Working data
::::

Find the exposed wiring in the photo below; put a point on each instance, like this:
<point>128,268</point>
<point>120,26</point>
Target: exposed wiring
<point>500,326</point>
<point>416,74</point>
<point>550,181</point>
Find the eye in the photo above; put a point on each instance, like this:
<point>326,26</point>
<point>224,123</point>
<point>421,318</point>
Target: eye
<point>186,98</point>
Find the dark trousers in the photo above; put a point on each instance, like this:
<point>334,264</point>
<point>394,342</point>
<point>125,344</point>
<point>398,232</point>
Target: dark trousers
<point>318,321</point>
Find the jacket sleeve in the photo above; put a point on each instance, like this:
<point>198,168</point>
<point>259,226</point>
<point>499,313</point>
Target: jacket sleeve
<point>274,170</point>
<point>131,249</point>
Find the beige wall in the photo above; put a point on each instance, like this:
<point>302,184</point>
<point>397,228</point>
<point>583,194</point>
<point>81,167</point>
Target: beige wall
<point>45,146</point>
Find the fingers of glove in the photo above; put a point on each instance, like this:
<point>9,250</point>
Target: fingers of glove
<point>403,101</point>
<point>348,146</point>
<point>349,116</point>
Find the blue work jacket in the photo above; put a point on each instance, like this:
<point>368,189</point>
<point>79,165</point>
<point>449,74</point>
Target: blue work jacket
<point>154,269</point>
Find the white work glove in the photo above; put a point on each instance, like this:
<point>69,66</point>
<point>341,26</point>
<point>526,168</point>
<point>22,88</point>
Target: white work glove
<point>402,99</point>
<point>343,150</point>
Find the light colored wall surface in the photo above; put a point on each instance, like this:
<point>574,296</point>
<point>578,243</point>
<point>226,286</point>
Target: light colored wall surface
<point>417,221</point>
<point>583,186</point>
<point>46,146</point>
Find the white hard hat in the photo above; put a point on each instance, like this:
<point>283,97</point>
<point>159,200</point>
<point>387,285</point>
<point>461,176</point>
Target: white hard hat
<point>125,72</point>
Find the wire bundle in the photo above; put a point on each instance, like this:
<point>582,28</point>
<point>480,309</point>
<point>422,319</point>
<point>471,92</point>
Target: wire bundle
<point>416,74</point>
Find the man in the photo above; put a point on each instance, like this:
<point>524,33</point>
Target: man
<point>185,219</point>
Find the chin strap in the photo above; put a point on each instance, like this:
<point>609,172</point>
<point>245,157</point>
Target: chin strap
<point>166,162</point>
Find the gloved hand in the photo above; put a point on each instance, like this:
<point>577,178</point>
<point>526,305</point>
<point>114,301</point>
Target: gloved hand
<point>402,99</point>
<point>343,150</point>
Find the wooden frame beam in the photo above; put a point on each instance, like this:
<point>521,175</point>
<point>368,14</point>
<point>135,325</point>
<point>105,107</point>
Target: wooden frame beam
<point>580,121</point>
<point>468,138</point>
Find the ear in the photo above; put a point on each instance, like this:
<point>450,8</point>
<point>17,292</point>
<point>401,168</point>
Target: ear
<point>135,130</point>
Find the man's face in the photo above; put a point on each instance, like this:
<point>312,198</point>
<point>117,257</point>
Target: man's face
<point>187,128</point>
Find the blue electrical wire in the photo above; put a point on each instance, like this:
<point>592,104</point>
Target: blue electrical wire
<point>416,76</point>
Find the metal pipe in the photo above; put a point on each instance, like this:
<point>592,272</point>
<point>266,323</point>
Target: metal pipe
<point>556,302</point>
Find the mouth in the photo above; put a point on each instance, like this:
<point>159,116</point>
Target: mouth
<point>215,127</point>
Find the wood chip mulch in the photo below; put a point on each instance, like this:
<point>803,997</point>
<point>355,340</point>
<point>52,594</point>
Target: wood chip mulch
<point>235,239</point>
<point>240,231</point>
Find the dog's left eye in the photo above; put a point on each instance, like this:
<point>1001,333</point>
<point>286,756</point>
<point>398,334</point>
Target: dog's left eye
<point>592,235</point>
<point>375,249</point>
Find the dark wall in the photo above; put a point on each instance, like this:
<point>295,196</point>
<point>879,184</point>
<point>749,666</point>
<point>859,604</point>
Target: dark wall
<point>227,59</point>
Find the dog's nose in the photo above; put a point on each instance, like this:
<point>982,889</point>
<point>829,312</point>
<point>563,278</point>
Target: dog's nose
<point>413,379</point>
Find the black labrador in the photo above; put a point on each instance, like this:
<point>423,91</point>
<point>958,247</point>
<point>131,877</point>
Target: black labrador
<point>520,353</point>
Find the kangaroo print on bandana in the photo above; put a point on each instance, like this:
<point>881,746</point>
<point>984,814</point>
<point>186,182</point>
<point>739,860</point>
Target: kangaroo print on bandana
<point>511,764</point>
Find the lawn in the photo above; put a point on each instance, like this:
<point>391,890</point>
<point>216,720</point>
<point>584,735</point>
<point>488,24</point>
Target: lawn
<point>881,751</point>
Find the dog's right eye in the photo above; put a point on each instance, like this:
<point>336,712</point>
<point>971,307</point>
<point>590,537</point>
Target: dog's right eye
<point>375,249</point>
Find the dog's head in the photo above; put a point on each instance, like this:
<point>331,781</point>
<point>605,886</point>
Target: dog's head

::::

What is required
Starting with the first line of the entries and ending with the line that has "Find the light", copy each line exactly and add nothing.

Exercise answer
Find the exposed wiring in the photo below; put a point on each instance, like this:
<point>128,268</point>
<point>120,26</point>
Target: exposed wiring
<point>500,326</point>
<point>416,74</point>
<point>550,181</point>
Find the eye in the photo above; put a point on each instance, like this:
<point>326,26</point>
<point>224,123</point>
<point>421,318</point>
Target: eye
<point>186,98</point>
Find the dark trousers in the photo above; put a point on each instance, like this:
<point>334,264</point>
<point>394,342</point>
<point>125,344</point>
<point>398,232</point>
Target: dark trousers
<point>318,321</point>
Find the jacket sleeve in the photo above; put a point on each instance, like this:
<point>198,168</point>
<point>259,226</point>
<point>499,313</point>
Target: jacket sleeve
<point>274,170</point>
<point>131,249</point>
Find the beige wall in the photo above; put a point on each instance, like this:
<point>302,184</point>
<point>397,228</point>
<point>583,194</point>
<point>81,167</point>
Target: beige wall
<point>45,146</point>
Find the fingers of glove in the photo above; put a point on each instance, like this:
<point>9,250</point>
Target: fingers of glove
<point>403,101</point>
<point>348,146</point>
<point>349,116</point>
Find the blue work jacket in the photo above; put a point on each instance, like this:
<point>368,189</point>
<point>79,165</point>
<point>449,74</point>
Target: blue work jacket
<point>154,269</point>
Find the white work glove in the photo above; put a point on each instance, like this:
<point>69,66</point>
<point>341,26</point>
<point>526,168</point>
<point>22,88</point>
Target: white work glove
<point>402,99</point>
<point>343,150</point>
Find the light colored wall surface in the photo above; put a point on each instance, like this:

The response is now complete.